◆ **Material supplied**:
* * * *

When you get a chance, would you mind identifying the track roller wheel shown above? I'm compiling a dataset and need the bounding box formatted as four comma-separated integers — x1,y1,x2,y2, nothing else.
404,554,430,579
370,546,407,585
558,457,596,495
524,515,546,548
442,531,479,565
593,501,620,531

* * * *

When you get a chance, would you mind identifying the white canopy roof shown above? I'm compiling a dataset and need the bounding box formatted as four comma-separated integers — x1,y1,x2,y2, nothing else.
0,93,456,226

* * * *

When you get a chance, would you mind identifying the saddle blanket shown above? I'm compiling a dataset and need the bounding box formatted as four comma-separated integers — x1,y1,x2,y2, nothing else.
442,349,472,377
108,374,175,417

* * * *

◆ **Task details**: Reproduce verbatim the lines of the records from the line containing "When you get a chance, would you mind identifying the white" through the line containing "0,93,456,226", inclusive of both, and output nothing else.

◆ **Solution to the exercise**:
When you get a chance, would you mind identifying the white canopy roof shown above? I'm compiling a dataset and need the bounding box formatted as four comma-separated integers — x1,y1,x2,y2, nothing else.
0,93,456,226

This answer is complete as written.